• [What the task requires] Exactly as written, print the lines from the top of the listing through the line containing "MULTIPOLYGON (((326 158, 289"; include no pictures.

Top of Extracted data

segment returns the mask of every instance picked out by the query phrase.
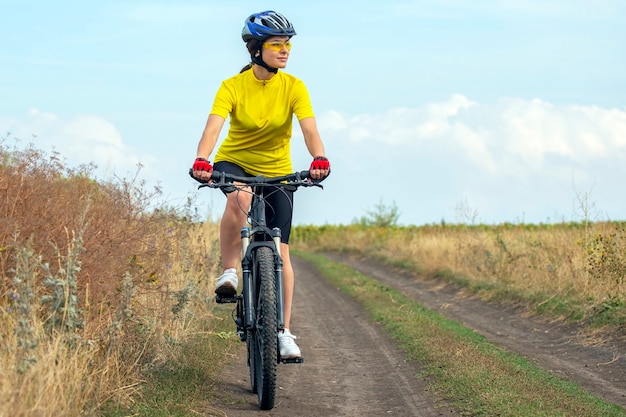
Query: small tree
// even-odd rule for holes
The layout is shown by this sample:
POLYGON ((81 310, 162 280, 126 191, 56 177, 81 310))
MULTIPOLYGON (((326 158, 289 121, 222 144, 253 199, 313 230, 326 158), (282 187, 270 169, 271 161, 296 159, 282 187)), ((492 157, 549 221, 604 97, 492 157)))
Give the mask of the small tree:
POLYGON ((398 225, 400 211, 394 201, 390 206, 383 203, 381 199, 373 209, 367 210, 365 216, 362 216, 356 223, 363 226, 376 227, 394 227, 398 225))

Bottom of Extracted data

• [Answer space]
segment returns the mask of every instance picked out by the query phrase.
Query: small tree
// even-odd rule for holes
The layout is shown by this sample:
POLYGON ((81 310, 162 280, 126 191, 56 177, 81 310))
MULTIPOLYGON (((326 158, 289 121, 222 144, 253 199, 313 230, 326 158), (282 187, 270 169, 271 161, 296 159, 282 187)), ((492 157, 549 221, 604 97, 492 157)))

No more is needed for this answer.